Copy word for word the stretch of the post below on Rolf Ekeus and minority rights in Macedonia that opens with the words containing "Friday, June 15, 2007" and closes with "stability in Macedonia.".

### Passage to read
-- START --

The Macedonian Tendency: Small Helping Hand from Rolf Ekeus, OSCE

Friday, June 15, 2007

Small Helping Hand from Rolf Ekeus, OSCE

By David Edenden

This is a long and thoughtful article on
Rolf Ekeus' (OSCE) ideas regarding minority rights and minority responsibilities in Macedonia. It should be translated into Macedonian and read by every Macedonian politician. As to whether Rolf Ekeus will have an impact on American or EU positions, I have my doubts. However, if they follow his logic, then it will go along way to promoting stability in Macedonia.
Albanians in Tetovo Stunned by OSCE Official’s Call for Minority Language Obligations, but Government Fails to Capitalize

6/14/2007 (

It was completely ignored in the local and international press. But the visit and speech of a top-ranking OSCE official to Macedonia on May 10 might just herald a turning point in the “international community’s” stance on minority rights and responsibilities in this small Balkan country, one necessitated by a realization that European Union countries are starting to suffer from the very same ills that have been notable in Macedonia for years, and which in fact led to a brief war in 2001.

Nevertheless, the government failed to take advantage of this support for Macedonia and the tacit acknowledgment that it is being treated as an equal with the Western countries- displaying yet again the hazards of a chronic head-in-the-sand policy of ignoring outside views on the country.

... One crucial and fundamental responsibility of minorities is language acquisition. At least this is so according to the very senior OSCE official who visited Macedonia last month and shocked an audience that had expected a much different lecture. In a speech called, “The Role of Education in Building a Pluralist and Genuinely Democratic Society,” OSCE High Commissioner on National Minorities Rolf Ekéus made a succinct but powerful case for why minorities must learn the majority language of the country they inhabit.

Speaking in front of a crowd of professors, students and local politicians, Ekéus gave a speech that caught the mostly Albanian audience by surprise. After a decade of being coddled when demanding – and getting – unending privileges while contributing little to the state’s welfare, and indeed causing a ruinous war in the process, it was not hard to understand why the Albanians might be surprised. The sea change in policy was evinced in pointed language that spoke directly to the source of the problem.

-- END --

### Record excerpts
-- START --

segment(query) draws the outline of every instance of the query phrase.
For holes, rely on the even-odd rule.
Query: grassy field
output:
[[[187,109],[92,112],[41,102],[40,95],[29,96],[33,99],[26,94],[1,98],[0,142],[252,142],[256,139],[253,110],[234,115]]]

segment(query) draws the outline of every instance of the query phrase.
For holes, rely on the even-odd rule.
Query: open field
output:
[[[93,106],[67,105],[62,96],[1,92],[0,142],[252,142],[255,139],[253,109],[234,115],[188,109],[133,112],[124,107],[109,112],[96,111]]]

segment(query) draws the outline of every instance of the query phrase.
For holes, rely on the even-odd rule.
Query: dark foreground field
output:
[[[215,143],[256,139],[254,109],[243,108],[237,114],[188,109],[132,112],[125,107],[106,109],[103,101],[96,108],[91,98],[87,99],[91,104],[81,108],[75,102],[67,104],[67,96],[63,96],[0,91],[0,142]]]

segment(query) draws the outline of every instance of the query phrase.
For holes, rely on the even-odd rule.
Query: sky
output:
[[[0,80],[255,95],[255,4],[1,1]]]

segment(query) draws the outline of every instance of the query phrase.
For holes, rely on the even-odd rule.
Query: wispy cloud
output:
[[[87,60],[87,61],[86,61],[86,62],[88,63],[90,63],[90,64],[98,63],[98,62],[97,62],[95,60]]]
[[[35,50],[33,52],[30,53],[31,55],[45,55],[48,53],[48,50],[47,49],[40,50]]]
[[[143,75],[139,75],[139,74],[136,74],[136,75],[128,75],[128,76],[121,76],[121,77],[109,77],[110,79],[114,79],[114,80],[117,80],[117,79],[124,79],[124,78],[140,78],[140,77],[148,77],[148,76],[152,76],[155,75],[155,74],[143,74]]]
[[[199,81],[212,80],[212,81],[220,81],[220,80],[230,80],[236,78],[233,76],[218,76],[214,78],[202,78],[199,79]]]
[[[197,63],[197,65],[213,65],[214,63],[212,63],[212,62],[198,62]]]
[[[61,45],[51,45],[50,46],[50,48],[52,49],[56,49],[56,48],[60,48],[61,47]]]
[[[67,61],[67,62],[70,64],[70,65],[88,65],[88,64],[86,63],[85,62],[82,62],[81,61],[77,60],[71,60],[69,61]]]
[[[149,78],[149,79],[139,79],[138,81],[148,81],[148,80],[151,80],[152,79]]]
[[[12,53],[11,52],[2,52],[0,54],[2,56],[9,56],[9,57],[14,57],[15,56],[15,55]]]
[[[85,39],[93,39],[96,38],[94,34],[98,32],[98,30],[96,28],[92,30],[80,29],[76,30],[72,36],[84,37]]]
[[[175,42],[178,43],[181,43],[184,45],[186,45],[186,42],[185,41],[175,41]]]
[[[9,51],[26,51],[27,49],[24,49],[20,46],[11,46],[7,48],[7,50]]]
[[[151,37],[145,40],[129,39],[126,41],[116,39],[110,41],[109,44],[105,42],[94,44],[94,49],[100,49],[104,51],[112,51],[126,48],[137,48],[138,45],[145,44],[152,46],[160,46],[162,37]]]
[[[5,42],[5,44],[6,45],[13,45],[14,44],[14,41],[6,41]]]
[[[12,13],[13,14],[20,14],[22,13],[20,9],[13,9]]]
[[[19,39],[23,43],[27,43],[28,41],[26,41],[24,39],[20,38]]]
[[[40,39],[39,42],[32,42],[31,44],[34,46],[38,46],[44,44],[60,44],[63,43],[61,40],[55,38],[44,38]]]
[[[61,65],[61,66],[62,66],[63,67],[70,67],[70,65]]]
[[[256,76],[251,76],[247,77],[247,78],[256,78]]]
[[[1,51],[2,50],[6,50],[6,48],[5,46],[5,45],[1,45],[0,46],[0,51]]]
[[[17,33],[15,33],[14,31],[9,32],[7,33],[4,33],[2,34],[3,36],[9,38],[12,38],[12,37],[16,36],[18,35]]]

-- END --

### Task output
Friday, June 15, 2007

Small Helping Hand from Rolf Ekeus, OSCE

By David Edenden

This is a long and thoughtful article on
Rolf Ekeus' (OSCE) ideas regarding minority rights and minority responsibilities in Macedonia. It should be translated into Macedonian and read by every Macedonian politician. As to whether Rolf Ekeus will have an impact on American or EU positions, I have my doubts. However, if they follow his logic, then it will go along way to promoting stability in Macedonia.